> **Text passage**
------------------------------------------------

Domestication of Algae for Increasing Biomass Productivity

Microalgae cultivation processes have been developed for the production of a variety of bioproducts, however currently only a few species are used in commercial applications. Their domestication, that is strain improvements, is still in its infancy, with major advances required, specifically to maximize biomass productivity a limiting factor in microalgae production. This requires a deep understanding of algal biology, in particular to develop superior strains without the need of genetic technologies that would require lengthy regulatory permits, and often limit consumer acceptance. Adaptive Laboratory Evolution techniques, alone or in conjunction with sexual recombination, can allow for rapid develop of improved strains and their industrial production. Light harvesting antenna reduction has been a major approach to achieve increased photon utilization efficiency by cultures operating under full sunlight conditions due to higher light saturation levels, allowing for higher productivities under outdoor conditions. Decades of research yielded some promising results under controlled conditions with a few specific mutant strains. However, these failed to achieve the anticipated higher productivities in actual algal mass cultures, in part due to the inability of single mutations to overcome photoinhibition, reactive oxygen species, and other pleiotropic impacts on the complex metabolic processes of photosynthesis. Higher productivity strains will require multiple genetic improvements. We report on recent Adaptive Laboratory Evolution with the green alga Scenedesmus obliquus resulting in higher biomass productivity in open pond cultivation. Coupling our approach with sexual recombination and genome sequencing provides a path to algal domestication suitable for large-scale, low-cost biomass production.

------------------------------------------------

> **Data for review**
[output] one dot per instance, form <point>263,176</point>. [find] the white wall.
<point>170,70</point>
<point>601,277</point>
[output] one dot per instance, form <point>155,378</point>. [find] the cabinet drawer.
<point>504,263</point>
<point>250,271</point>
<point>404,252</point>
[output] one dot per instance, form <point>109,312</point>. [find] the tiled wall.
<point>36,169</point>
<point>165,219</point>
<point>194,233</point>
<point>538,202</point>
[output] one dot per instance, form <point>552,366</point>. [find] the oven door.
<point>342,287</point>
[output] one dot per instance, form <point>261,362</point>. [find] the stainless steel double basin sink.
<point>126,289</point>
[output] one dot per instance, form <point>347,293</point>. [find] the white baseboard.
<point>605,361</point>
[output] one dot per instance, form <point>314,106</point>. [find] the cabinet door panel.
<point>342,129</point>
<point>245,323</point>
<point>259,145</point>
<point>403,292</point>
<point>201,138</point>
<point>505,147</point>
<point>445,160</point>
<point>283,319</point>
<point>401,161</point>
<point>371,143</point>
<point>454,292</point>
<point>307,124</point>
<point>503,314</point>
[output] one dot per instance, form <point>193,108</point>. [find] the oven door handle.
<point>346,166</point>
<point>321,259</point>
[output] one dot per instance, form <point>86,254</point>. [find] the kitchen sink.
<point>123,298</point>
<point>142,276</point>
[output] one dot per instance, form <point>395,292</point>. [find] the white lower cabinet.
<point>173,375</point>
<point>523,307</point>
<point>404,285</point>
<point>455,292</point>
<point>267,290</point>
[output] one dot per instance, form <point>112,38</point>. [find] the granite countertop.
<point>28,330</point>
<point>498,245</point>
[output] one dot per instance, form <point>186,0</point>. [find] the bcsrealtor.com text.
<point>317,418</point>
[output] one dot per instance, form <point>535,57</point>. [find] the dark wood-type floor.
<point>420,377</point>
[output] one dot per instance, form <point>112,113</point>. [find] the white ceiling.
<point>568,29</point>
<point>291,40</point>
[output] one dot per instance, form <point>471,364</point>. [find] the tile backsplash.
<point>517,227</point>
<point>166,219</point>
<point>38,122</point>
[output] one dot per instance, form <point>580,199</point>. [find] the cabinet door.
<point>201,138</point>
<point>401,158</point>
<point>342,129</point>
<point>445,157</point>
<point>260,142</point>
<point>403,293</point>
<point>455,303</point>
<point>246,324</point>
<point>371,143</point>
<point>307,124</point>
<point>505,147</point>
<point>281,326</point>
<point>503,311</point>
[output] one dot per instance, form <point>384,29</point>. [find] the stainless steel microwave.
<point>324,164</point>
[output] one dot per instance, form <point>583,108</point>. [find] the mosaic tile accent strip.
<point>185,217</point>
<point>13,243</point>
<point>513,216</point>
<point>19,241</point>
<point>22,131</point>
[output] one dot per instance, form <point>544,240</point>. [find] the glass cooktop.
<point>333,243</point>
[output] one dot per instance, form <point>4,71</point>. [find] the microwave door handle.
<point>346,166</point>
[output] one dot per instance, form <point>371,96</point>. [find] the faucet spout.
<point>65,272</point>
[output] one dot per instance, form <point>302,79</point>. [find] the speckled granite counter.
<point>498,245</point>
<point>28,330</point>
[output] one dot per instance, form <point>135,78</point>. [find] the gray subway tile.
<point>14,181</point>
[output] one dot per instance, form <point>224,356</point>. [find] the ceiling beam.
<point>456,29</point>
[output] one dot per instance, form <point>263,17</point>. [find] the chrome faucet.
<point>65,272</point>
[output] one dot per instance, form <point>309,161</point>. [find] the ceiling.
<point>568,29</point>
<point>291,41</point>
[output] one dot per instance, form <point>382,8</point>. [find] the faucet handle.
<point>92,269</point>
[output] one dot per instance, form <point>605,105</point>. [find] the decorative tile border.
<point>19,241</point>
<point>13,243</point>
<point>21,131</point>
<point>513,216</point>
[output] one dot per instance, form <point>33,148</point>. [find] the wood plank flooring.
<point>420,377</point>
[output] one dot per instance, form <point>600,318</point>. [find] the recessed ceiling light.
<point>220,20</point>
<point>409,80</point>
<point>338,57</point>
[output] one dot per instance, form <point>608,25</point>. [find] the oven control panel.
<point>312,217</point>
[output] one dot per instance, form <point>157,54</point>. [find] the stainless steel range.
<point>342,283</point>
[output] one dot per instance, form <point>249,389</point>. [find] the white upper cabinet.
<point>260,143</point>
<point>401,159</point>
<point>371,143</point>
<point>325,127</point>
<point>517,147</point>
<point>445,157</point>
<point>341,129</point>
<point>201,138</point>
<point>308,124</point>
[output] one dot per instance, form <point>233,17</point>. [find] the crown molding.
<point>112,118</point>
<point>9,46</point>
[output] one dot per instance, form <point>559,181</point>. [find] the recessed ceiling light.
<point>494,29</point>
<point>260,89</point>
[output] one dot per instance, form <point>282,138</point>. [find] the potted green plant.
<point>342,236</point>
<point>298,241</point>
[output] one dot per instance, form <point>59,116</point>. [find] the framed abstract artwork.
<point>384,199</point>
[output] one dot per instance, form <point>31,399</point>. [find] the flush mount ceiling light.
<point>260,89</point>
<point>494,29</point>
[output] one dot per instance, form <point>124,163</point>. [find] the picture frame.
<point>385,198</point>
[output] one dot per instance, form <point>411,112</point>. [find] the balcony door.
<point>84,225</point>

------------------------------------------------

> **What the exercise asks**
Answer these about the text on algae domestication:
(a) Which green alga was used in the reported Adaptive Laboratory Evolution work?
(b) What has been a major approach to increasing photon utilization efficiency in cultures under full sunlight?
(c) According to the text, what two drawbacks do genetic technologies often bring?
The rows are separate material, apart from the text on algae domestication.

> **Result of the task**
(a) Scenedesmus obliquus.
(b) Light harvesting antenna reduction.
(c) They require lengthy regulatory permits and often limit consumer acceptance.